## Job 1
According to the flounder fishing thread, during what season is Pickens usually good?
## Job 2
Extend the flounder fishing thread with a further reply that follows its final post.

## Quoted text
• • •

# Where are the flatties



## 1adambell (Jul 2, 2015)

Ive been wearing out the sandbar on the sound side of Ft Pickens. Grass beds, rocks, old structure... It is all there but I can not find the fish.


----------



## Flounder9.75 (Sep 28, 2007)

Go north young man


----------



## 1adambell (Jul 2, 2015)

How far? The other side of the sound?


----------



## 1adambell (Jul 2, 2015)

I suppose I should add that I'm wading


----------



## SHunter (Jun 19, 2009)

I don't normally fish from shore but I think I would try around the jetties. Fish in general seem to be easier to catch during a tide change so look at your tide tables. Most of the flounder folks that do well gig at night. This is just general info so perhaps someone who targets flounder will provide more information.


----------



## Flounder9.75 (Sep 28, 2007)

I'm not from PCola so I really can't say for sure, however the fish over here in Bama have made the move to the mid and northern areas of the bay. 
Maybe some of the local wader will chime in.


----------



## flounderslayerman (Jun 3, 2011)

Pickens is usually only good during the fall run. Try the sound or north up the bay. Look for areas that have deep water close by. They won't layup on the big flats in the daytime when it's this hot. I like to have some kind of structure around to.

• • •

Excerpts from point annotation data

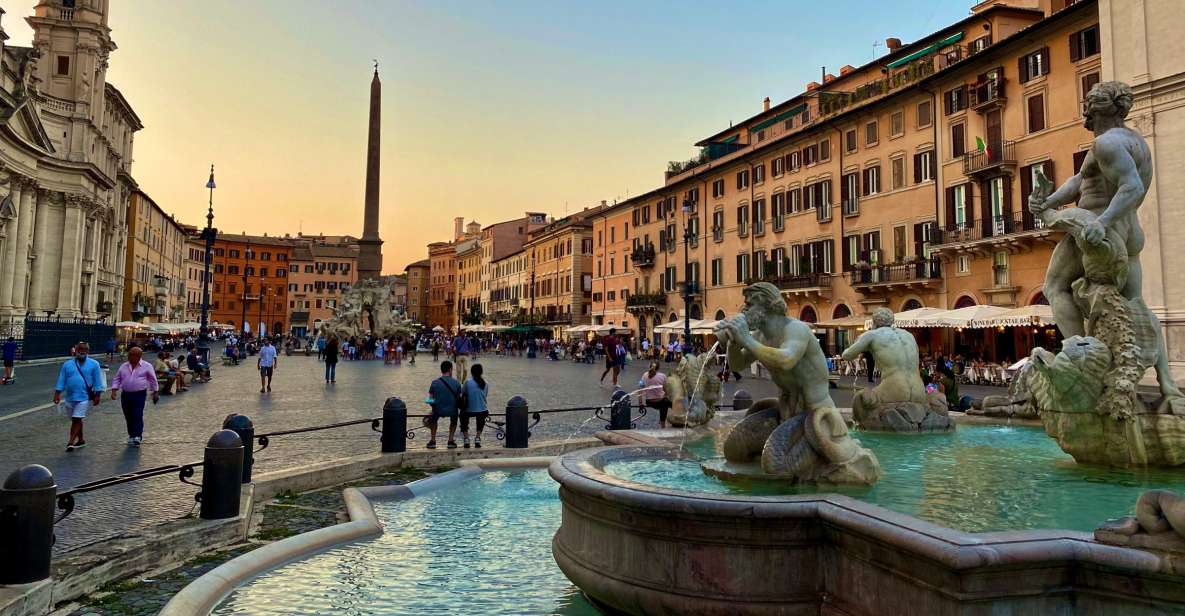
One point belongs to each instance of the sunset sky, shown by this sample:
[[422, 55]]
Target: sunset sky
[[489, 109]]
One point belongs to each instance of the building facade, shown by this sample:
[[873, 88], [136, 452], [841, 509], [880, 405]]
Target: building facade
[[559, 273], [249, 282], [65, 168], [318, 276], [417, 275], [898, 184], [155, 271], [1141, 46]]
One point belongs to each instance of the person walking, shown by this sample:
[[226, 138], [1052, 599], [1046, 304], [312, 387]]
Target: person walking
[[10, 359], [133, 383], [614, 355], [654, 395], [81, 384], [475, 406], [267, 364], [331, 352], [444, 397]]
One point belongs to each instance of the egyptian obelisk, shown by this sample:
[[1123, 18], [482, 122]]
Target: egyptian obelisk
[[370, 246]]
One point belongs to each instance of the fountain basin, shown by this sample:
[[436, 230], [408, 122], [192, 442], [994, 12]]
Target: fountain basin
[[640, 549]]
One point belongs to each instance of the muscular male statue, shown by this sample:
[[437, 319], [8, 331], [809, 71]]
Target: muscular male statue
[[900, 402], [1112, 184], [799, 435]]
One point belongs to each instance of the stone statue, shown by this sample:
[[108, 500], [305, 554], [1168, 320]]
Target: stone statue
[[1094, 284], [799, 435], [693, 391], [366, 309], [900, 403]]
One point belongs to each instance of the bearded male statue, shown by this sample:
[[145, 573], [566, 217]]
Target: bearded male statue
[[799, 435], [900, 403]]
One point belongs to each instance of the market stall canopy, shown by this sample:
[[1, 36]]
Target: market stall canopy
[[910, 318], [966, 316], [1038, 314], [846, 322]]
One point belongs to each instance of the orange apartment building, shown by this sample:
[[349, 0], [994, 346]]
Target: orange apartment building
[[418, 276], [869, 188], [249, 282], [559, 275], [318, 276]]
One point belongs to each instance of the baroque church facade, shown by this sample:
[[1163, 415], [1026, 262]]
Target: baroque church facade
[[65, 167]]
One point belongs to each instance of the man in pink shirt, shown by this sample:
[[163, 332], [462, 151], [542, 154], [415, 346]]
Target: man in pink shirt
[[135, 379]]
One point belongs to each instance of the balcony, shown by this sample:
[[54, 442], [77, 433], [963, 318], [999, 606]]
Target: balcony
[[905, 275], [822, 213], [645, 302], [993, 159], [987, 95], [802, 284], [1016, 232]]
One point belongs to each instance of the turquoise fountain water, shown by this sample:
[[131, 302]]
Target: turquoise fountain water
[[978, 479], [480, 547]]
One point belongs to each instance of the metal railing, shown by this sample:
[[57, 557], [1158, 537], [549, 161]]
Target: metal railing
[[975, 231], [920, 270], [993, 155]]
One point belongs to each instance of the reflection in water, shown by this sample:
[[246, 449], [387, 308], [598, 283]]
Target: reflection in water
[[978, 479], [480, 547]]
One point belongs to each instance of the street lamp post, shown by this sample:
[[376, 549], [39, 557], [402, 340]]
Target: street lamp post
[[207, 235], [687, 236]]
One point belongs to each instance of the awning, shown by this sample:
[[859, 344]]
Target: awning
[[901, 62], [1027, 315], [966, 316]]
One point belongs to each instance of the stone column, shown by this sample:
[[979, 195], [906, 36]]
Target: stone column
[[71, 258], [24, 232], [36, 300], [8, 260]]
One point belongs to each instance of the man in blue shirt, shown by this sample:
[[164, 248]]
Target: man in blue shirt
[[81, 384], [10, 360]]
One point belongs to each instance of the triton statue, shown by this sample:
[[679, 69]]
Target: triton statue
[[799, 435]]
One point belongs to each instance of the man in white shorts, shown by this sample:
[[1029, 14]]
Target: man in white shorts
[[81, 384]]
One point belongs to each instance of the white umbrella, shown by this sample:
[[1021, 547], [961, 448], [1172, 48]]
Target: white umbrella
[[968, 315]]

• • •

## Written response 1
Only during the fall run.

## Written response 2
----------



## 1adambell (Jul 2, 2015)

Thank you guys for the info. I am thinking about trying the flats on the sound side of Pensacola Beach tonight. I found some down towards where the condos end that look like they have some good structure.


----------



## 1adambell (Jul 2, 2015)

http://s304.photobucket.com/user/ad...2015-07-02 at 2.21.43 PM_zpsuzcwexx6.png.html


----------



## bamafan611 (Mar 1, 2010)

Adam, What flounderslayerman{Elliot] and Marc{flounder9.75 said. Fish like us can't handle the sun and heat.They need deeper water or north bayous and creeks when it gets this hot. They have moved and they won't be on the flats.Google earth is your friend and look to the north.


----------



## 1adambell (Jul 2, 2015)

Thank you sir!


----------



## Night Shift (Nov 5, 2012)

I agree. (Terry, Elliot, and Mark)
Creek mouths are awesome!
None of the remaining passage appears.